==== AVAILABLE RECORDS

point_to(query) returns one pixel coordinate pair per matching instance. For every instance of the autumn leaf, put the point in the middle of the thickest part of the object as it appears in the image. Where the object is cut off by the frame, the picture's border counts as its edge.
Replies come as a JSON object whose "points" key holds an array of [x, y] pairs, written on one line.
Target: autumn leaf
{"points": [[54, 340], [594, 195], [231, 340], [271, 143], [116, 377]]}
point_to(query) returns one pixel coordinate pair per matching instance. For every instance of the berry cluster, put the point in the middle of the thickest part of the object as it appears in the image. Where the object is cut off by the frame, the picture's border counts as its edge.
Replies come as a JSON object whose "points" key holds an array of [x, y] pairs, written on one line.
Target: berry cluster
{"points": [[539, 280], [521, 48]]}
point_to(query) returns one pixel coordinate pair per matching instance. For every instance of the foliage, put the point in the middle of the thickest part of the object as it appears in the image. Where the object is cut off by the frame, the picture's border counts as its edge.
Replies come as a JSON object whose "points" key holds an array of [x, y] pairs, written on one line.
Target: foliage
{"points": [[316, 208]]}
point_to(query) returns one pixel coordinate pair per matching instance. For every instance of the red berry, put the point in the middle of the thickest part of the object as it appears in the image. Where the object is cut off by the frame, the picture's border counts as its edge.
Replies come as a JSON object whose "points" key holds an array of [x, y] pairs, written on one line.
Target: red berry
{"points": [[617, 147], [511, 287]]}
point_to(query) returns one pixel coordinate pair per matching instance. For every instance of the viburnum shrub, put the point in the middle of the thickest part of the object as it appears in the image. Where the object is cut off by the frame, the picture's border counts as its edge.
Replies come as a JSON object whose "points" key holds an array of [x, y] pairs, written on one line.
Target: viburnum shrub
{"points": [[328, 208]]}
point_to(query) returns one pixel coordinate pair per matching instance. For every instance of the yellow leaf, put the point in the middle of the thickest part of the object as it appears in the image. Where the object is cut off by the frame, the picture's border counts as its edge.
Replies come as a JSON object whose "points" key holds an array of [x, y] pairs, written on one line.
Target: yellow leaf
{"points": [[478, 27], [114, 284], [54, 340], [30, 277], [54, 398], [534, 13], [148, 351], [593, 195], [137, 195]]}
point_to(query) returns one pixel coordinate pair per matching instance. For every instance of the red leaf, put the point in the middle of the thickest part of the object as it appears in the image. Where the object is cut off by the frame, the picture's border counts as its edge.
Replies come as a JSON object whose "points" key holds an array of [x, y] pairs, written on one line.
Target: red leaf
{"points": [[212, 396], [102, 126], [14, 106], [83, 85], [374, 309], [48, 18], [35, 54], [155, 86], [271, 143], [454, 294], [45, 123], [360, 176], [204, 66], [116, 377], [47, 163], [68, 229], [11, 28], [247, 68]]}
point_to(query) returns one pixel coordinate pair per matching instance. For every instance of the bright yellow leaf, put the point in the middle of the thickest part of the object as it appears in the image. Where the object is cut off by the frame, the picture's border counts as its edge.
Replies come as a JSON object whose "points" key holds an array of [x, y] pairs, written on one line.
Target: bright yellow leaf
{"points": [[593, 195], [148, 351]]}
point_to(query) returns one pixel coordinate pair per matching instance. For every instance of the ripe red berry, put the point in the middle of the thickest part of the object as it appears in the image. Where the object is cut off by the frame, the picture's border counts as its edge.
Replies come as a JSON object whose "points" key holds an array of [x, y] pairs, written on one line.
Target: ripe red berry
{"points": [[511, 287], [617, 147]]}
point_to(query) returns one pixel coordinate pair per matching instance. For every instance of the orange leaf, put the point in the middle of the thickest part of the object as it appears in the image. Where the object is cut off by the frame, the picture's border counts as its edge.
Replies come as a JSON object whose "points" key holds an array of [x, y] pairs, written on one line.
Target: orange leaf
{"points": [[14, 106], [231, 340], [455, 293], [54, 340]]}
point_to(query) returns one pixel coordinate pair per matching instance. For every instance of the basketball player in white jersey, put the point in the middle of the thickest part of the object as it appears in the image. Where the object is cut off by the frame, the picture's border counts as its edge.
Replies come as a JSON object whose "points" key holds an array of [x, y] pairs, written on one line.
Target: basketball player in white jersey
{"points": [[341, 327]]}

========
==== AVAILABLE RECORDS

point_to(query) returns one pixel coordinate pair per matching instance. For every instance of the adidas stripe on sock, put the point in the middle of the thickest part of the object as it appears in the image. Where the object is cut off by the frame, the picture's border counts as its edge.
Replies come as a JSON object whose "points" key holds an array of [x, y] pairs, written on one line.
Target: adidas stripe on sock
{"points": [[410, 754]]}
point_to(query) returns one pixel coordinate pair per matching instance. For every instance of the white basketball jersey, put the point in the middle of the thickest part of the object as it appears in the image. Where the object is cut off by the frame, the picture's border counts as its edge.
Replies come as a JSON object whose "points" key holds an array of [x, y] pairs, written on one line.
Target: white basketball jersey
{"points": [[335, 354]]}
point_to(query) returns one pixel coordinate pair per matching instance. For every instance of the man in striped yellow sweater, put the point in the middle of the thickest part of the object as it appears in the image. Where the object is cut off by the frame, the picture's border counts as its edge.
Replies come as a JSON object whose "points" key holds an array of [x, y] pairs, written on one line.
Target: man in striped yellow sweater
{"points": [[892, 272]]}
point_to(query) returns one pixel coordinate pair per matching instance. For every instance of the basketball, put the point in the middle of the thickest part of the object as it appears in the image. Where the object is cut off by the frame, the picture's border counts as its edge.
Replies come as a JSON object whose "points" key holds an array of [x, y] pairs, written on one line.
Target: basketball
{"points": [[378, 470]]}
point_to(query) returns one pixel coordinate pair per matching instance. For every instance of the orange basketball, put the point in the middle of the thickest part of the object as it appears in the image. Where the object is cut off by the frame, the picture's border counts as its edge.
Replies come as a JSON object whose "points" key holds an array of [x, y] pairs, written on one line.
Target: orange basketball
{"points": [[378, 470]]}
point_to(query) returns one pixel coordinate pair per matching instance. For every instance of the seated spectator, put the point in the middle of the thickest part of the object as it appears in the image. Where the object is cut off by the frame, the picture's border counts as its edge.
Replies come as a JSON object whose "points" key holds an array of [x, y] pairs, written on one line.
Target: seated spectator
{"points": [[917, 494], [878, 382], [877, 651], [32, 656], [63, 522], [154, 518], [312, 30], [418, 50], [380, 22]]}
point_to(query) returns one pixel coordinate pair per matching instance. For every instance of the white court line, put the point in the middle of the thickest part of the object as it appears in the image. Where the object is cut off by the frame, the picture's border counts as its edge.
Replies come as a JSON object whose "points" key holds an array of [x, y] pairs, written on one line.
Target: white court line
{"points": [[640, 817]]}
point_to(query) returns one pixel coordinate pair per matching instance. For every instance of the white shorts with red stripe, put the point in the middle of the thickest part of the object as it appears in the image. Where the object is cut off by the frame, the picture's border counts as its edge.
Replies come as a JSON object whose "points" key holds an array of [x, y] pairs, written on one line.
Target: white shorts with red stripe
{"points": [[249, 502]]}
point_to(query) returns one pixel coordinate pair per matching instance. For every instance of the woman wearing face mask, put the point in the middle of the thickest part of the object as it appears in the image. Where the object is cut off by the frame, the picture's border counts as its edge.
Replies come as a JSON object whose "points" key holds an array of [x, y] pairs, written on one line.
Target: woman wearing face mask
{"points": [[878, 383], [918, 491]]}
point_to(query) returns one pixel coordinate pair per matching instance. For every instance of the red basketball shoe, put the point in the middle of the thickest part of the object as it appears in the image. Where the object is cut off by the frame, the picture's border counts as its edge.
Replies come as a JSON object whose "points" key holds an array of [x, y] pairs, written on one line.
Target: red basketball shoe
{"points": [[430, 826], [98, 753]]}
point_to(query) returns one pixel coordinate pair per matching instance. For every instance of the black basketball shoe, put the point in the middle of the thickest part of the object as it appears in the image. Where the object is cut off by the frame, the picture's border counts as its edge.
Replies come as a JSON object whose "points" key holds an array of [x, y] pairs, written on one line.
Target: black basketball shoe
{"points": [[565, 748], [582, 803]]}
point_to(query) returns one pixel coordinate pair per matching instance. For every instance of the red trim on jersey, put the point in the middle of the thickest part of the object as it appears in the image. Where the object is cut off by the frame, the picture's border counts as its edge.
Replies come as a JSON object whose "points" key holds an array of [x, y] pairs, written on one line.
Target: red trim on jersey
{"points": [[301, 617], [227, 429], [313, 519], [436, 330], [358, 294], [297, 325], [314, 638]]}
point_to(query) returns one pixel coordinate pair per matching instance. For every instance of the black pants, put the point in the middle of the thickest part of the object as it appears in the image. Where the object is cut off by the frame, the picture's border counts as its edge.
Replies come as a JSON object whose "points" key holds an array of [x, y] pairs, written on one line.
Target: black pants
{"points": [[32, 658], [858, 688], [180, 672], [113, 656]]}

========

THE TASK -
Pick out every line in the records above that contains the string "shorts", and copy each one. Case counts.

COMPLETE RESPONSE -
point_to(query) returns one pixel coordinate pair per matching instance. For every instance of the white shorts with red stripe, put the point in the middle of the thickest part of the object as it appears in the image. Where the object is cut off by the frame, the picture's border counts as its edge.
Target: white shorts with red stripe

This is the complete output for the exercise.